Extracted data entries:

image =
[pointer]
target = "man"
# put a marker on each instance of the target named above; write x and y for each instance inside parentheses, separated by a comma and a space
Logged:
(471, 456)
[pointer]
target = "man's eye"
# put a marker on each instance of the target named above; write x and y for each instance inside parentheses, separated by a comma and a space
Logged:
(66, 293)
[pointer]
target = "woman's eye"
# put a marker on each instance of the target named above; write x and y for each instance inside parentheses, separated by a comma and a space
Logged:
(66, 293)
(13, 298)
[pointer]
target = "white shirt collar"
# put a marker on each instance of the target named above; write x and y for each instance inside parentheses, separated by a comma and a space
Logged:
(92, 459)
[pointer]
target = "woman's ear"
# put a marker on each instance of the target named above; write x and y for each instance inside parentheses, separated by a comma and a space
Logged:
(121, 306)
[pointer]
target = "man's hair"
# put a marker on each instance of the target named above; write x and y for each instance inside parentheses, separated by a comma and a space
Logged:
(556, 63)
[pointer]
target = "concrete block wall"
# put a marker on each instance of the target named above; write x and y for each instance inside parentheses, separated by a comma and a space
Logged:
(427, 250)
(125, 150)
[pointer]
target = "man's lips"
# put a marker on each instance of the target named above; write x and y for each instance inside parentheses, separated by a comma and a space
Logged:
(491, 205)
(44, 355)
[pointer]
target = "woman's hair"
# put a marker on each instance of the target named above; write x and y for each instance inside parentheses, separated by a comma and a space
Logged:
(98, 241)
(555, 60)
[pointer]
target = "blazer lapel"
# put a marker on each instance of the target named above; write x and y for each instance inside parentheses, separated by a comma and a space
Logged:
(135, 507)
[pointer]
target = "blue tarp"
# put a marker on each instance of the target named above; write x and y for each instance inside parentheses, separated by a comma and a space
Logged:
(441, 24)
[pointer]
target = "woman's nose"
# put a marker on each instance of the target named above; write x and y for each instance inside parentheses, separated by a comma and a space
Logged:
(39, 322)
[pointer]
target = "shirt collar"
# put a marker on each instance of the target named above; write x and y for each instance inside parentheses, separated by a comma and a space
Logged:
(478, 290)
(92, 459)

▸ **What you have to do**
Find out how many lines in the entries above hold "hair", then reply with that figure and nothing else.

▸ **Solution to the problem**
2